* start EXERCISE MATERIALS *

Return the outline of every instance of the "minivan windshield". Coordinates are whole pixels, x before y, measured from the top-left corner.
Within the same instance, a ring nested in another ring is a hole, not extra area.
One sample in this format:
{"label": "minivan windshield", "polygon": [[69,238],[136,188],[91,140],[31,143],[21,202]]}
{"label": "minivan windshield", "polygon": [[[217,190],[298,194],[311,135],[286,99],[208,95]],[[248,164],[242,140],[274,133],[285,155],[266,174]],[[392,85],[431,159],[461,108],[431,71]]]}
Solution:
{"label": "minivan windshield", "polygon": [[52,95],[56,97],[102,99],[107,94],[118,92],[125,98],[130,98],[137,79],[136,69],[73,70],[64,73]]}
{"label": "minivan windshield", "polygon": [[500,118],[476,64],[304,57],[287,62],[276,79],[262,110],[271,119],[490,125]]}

* end EXERCISE MATERIALS *

• **EXERCISE REQUIREMENTS**
Rewrite these lines with "upper-left corner" substituted for "top-left corner", leaving everything else unchanged.

• **FINISHED TASK**
Return the outline of every instance of the "minivan windshield". Coordinates are whole pixels, x before y, measured from the upper-left corner.
Within the same instance, a ring nested in another ring is a hole, not extra area.
One sample in this format:
{"label": "minivan windshield", "polygon": [[69,238],[136,188],[91,140],[31,143],[21,202]]}
{"label": "minivan windshield", "polygon": [[[217,190],[298,194],[311,135],[286,99],[208,95]],[[248,164],[242,140],[274,133],[285,155],[266,174]],[[392,85],[431,159],[461,108],[431,71]]]}
Solution:
{"label": "minivan windshield", "polygon": [[52,95],[56,97],[102,99],[107,94],[118,92],[125,98],[130,98],[137,79],[136,69],[73,70],[64,73]]}
{"label": "minivan windshield", "polygon": [[500,118],[476,64],[304,57],[287,62],[276,79],[262,110],[271,119],[490,125]]}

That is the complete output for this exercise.